Record set START

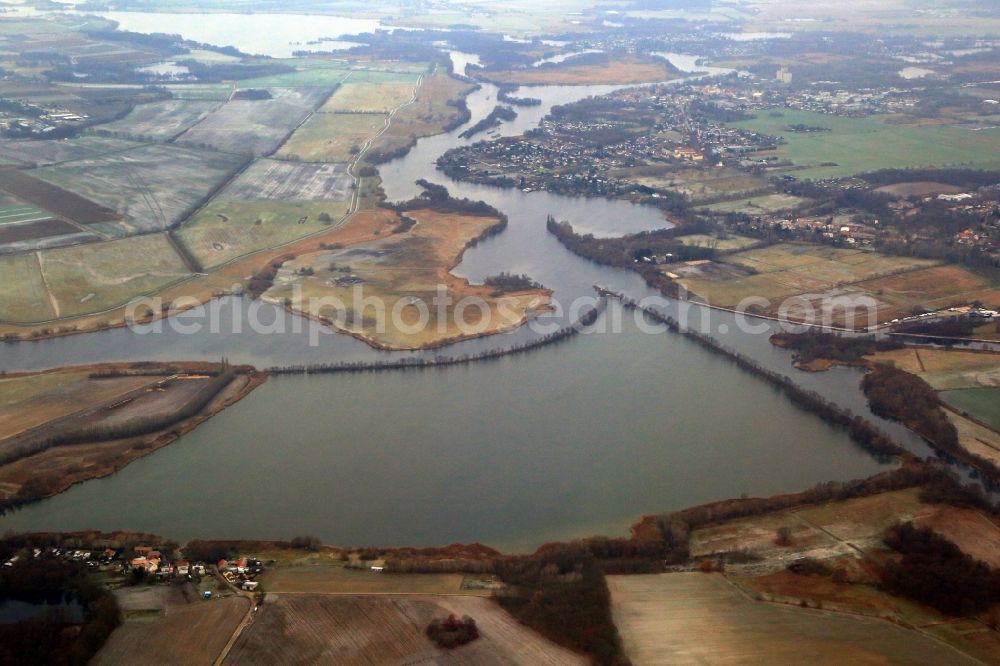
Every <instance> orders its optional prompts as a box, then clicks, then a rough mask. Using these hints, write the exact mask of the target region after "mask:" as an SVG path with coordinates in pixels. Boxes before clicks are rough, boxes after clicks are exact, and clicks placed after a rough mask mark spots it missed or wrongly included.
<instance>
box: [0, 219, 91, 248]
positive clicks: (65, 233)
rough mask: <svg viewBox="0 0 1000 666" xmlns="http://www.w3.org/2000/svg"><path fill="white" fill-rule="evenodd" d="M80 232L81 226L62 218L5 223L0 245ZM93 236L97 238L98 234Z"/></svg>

Record set END

Work order - Copy each line exactly, from the line containing "box: [0, 219, 91, 248]" down to the last line of the material, and no other lines.

Output -
box: [0, 219, 91, 248]
positive clicks: (65, 233)
rough mask: <svg viewBox="0 0 1000 666" xmlns="http://www.w3.org/2000/svg"><path fill="white" fill-rule="evenodd" d="M80 232L81 226L62 218L5 223L0 245ZM93 236L97 238L98 234Z"/></svg>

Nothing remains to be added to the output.